PROBLEM DETAILS — If a line below includes the string "baseboard", copy it.

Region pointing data
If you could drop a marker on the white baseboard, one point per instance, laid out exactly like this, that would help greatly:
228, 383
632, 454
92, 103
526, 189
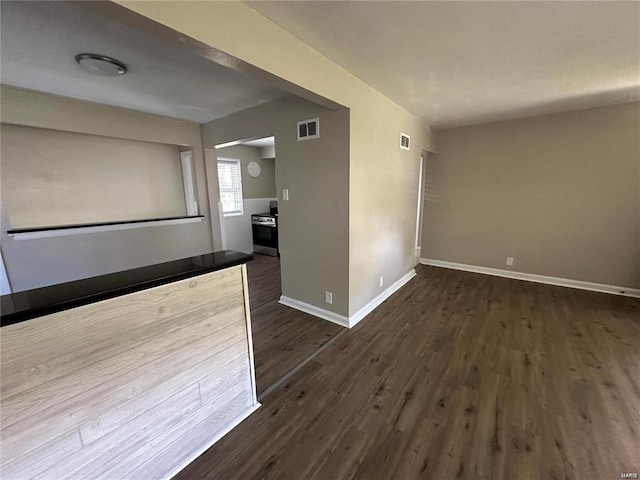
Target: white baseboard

OUTPUT FOR THIS EXERCISE —
If you could drop a marker on the white baseboard, one point per instance, laid out exactly like this, that would help greatly:
Target: white baseboard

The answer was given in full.